## Dokumenttext
*****
Justice - Justiz - Giustizia

Zugänglichkeit zu Urteilen kantonaler Gerichte: Ergebnisse einer Befragung

  • Autoren/Autorinnen: Daniel Hürlimann / Daniel Kettiger
  • Beitragsarten: Forum
  • Zitiervorschlag: Daniel Hürlimann / Daniel Kettiger, Zugänglichkeit zu Urteilen kantonaler Gerichte: Ergebnisse einer Befragung, in: «Justice - Justiz - Giustizia» 2018/2
Der Verein eJustice.CH hat im Jahr 2016 ein Projekt zur Verbesserung der Zugänglichkeit kantonaler Urteile lanciert. In einem ersten Schritt wurde in den Kantonen eine Umfrage zur Urteilspublikationspraxis durchgeführt. Die Autoren präsentieren die Ergebnisse dieser Umfrage und informieren über das weitere Vorgehen in diesem Projekt.

Inhaltsverzeichnis

  • 1. Einleitung
  • 1.1. Anlass für die Untersuchung
  • 1.2. Untersuchung 2017: Methodik und Durchführung
  • 2. Ergebnisse
  • 2.1. Publikationspraxis
  • 2.2. Urteile auf Bestellung
  • 2.3. Anonymisierung
  • 3. Ausblick

1.

Einleitung ^

1.1.
*****
## Aufgaben
**a.** Prüfen Sie, ob die Aussagen (i) bis (iii) mit dem Text über die Zugänglichkeit kantonaler Urteile übereinstimmen. Antworten Sie jeweils mit Ja oder Nein und zitieren Sie die entscheidenden Worte des Textes wörtlich.
(i) Der Verein eJustice.CH hat das Projekt im Jahr 2016 lanciert.
(ii) Die Umfrage zur Urteilspublikationspraxis wurde beim Bundesgericht durchgeführt.
(iii) Laut Zitiervorschlag erschien der Text in der Ausgabe 2018/2 von «Justice - Justiz - Giustizia».
**b.** Führen Sie den Text über die Zugänglichkeit kantonaler Urteile im Anschluss an seine letzte angezeigte Zeile weiter.
Das anschließende Material stammt aus einer anderen Quelle.

## Datenblock
*****
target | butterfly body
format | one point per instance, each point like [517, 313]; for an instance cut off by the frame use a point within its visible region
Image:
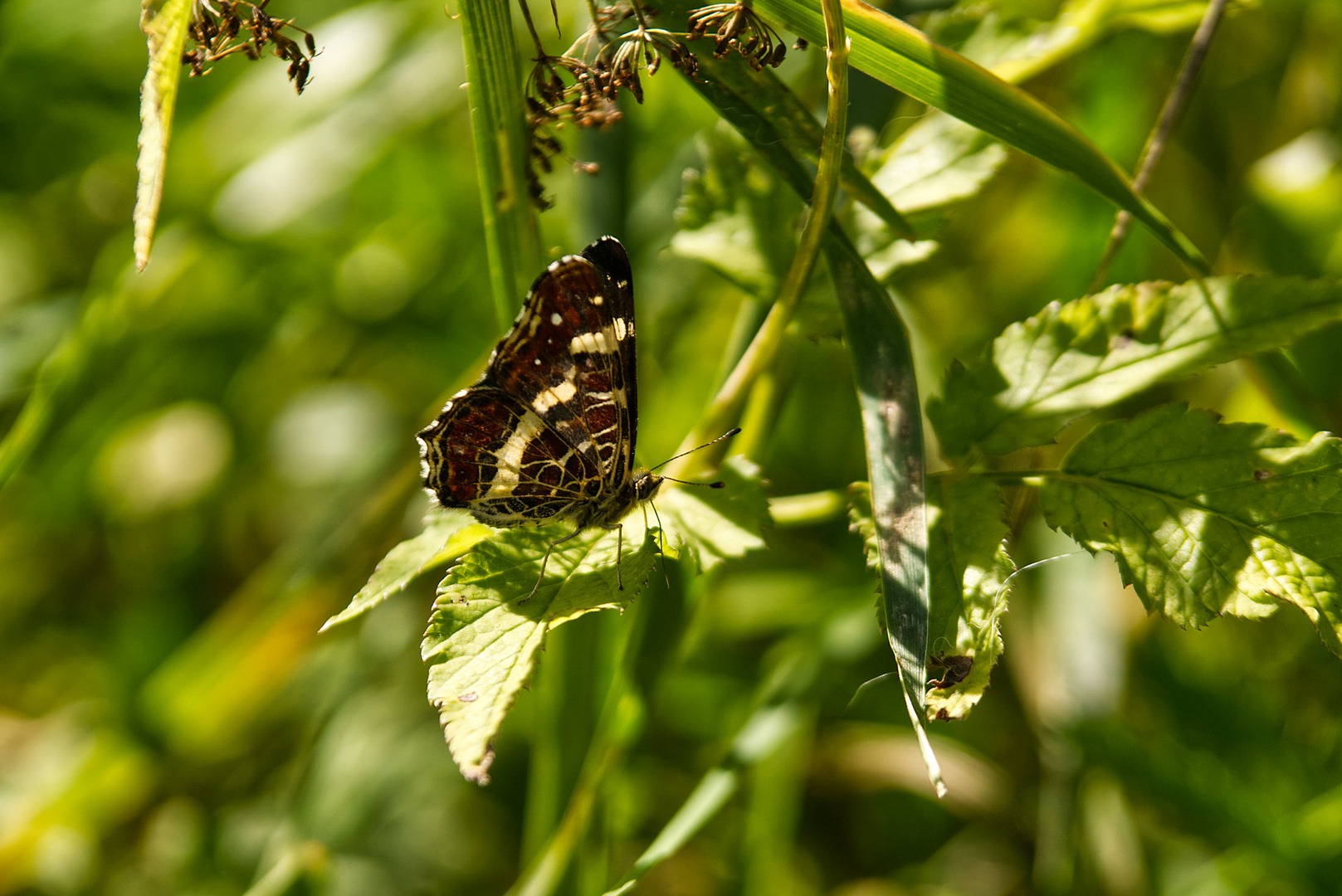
[548, 434]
*****
## Erwartete Antworten
**a.**
(i) Ja: „Der Verein eJustice.CH hat im Jahr 2016 ein Projekt zur Verbesserung der Zugänglichkeit kantonaler Urteile lanciert.“
(ii) Nein: „In einem ersten Schritt wurde in den Kantonen eine Umfrage zur Urteilspublikationspraxis durchgeführt.“
(iii) Ja: „in: «Justice - Justiz - Giustizia» 2018/2“

**b.**
Anlass für die Untersuchung ^

[1]

Art. 30 Abs. 3 der Bundesverfassung (BV) verlangt die Öffentlichkeit der Gerichtsverhandlung und Urteilsverkündung. Das Bundesgericht hat im Jahr 2013 festgehalten, welche zentrale Bedeutung der Justizöffentlichkeit zukommt: «Art. 30 Abs. 3 BV verankert das auch von Art. 6 Ziff. 1 EMRK und Art. 14 UNO-Pakt II […] vorgesehene Prinzip der Justizöffentlichkeit. Diese erlaubt Einblick in die Rechtspflege und sorgt für Transparenz gerichtlicher Verfahren. Damit dient sie einerseits dem Schutze der direkt an gerichtlichen Verfahren beteiligten Parteien im Hinblick auf deren korrekte Behandlung und gesetzmässige Beurteilung. Andererseits ermöglicht die Justizöffentlichkeit auch nicht verfahrensbeteiligten Dritten nachzuvollziehen, wie gerichtliche Verfahren geführt werden, das Recht verwaltet und die Rechtspflege ausgeübt wird. Die Justizöffentlichkeit bedeutet eine Absage an jegliche Form der Kabinettsjustiz, will für Transparenz der Rechtsprechung sorgen und die Grundlage für das Vertrauen in die Gerichtsbarkeit schaffen. Der Grundsatz ist von zentraler rechtsstaatlicher und demokratischer Bedeutung. Die demokratische Kontrolle durch die Rechtsgemeinschaft soll Spekulationen begegnen, die Justiz benachteilige oder privilegiere einzelne Prozessparteien ungebührlich oder Ermittlungen würden einseitig und rechtsstaatlich fragwürdig geführt […]»1. Es hielt im konkreten Fall gleichzeitig fest, dass die Urteilsbekanntgabe durch das Archivrecht nicht ausgeschlossen wird und dass insbesondere eine Einsichtnahme auch während der archivrechtlichen Schutzpflichten möglich ist2. Das Bundesgericht selber veröffentlicht ab 2007 alle Teil- und Endentscheide im Internet3. Im Juni 2016 hat das Bundesgericht festgehalten, dass die Kenntnisnahme von Urteilen nicht von einem besonderen schutzwürdigen Informationsinteresse abhängig ist4 und dass Urteile grundsätzlich generell bekanntzugeben oder zur Kenntnisnahme bereitzuhalten sind5.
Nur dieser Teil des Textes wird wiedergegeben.